◆ Okunacak Metin ◆
==================================================
Sendikamız Genişletilmiş Başkanlar Kurulu Toplantısı Yapıldı

 

Aile ve Sosyal Politikalar Bakanlığı ile sendikamızın birlikte 13-14 Ekim 2012 tarihlerinde Ankara Dedeman Oteli'nde gerçekleştirilen "Türkiye'de Sosyal Politikalar ve Çalışan Sorunları" Sempozyumu'nun ardından, sendikamız genişletilmiş başkanlar kurulu, illerden gelen şube başkanlarımızın katılımlarıyla yapıldı.

 

 


MEMİŞ: BİZLERE HER ZAMAN DESTEK OLAN SAĞLIK-SEN AİLESİNİN TÜM FERTLERİNE CANI GÖNÜLDEN TEŞEKKÜR EDİYORUM


Başkanlar Kurulu'nda konuşan Sağlık-Sen Genel Başkanı Metin Memiş, Sağlık-Sen olarak başarılı çalışmalar ortaya koyduklarını söyledi. Sorunların çözümü noktasında hedefler koyduklarını ve Çalışma hayatı içinde, Sağlık-Sen'in neler yapabileceğini bir kez daha gösterdiklerini kaydeden Memiş, "Bunu elbette ki, teşkilatlarımızın ve üyelerimizin büyük gayretiyle başardık. Hem biz büyüdük, güçlendik, hem de Memur-Sen Konfederasyonumuzun büyüyüp güçlenmesine katkı sağladık. Bizlere her zaman destek olan Sağlık-Sen ailesinin tüm fertlerine canı gönülden teşekkür ediyorum" dedi.
==================================================
◆ Sağlanan Bilgiler ◆
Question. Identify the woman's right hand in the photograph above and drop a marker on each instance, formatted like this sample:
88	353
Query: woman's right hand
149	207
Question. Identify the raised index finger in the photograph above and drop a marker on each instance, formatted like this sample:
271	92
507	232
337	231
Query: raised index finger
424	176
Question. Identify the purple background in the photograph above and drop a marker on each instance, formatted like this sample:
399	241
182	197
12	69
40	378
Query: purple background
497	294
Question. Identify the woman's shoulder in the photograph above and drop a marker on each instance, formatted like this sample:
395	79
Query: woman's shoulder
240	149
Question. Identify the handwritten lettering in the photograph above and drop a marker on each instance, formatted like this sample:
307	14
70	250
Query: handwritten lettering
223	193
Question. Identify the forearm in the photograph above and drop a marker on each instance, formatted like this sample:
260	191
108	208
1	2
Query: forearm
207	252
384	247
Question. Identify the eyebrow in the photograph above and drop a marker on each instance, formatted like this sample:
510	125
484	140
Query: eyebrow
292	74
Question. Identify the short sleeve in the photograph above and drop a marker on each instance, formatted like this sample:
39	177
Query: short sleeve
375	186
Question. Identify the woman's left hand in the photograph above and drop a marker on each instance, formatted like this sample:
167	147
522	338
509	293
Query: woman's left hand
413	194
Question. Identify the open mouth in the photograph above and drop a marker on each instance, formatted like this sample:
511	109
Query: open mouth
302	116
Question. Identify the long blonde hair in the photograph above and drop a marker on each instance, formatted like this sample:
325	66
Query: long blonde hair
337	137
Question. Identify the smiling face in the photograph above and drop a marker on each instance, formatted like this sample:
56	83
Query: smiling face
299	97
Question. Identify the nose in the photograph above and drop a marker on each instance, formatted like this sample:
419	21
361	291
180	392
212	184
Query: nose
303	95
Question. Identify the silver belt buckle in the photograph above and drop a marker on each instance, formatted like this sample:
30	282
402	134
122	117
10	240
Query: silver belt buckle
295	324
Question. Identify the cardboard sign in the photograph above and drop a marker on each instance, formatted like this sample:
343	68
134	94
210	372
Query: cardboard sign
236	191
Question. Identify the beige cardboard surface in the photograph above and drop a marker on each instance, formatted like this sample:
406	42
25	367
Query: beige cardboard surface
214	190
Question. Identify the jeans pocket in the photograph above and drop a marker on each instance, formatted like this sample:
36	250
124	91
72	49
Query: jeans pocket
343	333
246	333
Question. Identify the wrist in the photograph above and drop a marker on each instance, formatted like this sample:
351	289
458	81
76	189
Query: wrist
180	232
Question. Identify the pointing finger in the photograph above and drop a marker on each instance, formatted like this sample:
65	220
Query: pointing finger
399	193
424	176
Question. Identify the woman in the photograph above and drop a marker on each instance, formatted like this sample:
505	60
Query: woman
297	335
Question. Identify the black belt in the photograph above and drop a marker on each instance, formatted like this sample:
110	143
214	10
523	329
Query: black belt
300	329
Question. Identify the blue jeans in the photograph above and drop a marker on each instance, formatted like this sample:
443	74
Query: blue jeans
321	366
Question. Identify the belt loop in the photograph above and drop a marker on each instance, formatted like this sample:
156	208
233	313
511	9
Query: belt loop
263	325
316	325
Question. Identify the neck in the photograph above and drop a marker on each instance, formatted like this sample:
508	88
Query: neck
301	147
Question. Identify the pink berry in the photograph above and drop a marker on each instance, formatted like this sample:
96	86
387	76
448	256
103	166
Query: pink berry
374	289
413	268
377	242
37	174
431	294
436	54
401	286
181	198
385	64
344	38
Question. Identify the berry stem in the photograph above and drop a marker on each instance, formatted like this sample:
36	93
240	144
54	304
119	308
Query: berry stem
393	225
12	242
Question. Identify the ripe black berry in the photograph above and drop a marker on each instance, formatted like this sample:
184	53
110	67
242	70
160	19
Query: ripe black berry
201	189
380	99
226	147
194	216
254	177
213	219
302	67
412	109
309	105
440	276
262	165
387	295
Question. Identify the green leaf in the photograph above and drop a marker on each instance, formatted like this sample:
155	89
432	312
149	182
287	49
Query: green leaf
==================================================
◆ Görevler ◆
- 1) Okunacak metne göre aşağıdaki soruları yanıtlayın.
(a) Sempozyum hangi tarihlerde düzenlendi?
(b) Sempozyum hangi otelde gerçekleştirildi?
(c) Başkanlar Kurulu'nda konuşan kişi kimdir ve görevi nedir?
- 2) Okunacak metinde "Sendikamız Genişletilmiş Başkanlar Kurulu Toplantısı" sözlerinden "başkanlarımızın katılımlarıyla yapıldı." sözlerine kadar uzanan bölümü hiçbir değişiklik yapmadan aktarın.
Yalnızca okunacak metindeki bilgileri kullanın.

◆ Son Yanıtlar ◆
- 1)
(a) 13-14 Ekim 2012
(b) Ankara Dedeman Oteli
(c) Metin Memiş, Sağlık-Sen Genel Başkanı

- 2)
Sendikamız Genişletilmiş Başkanlar Kurulu Toplantısı Yapıldı

 

Aile ve Sosyal Politikalar Bakanlığı ile sendikamızın birlikte 13-14 Ekim 2012 tarihlerinde Ankara Dedeman Oteli'nde gerçekleştirilen "Türkiye'de Sosyal Politikalar ve Çalışan Sorunları" Sempozyumu'nun ardından, sendikamız genişletilmiş başkanlar kurulu, illerden gelen şube başkanlarımızın katılımlarıyla yapıldı.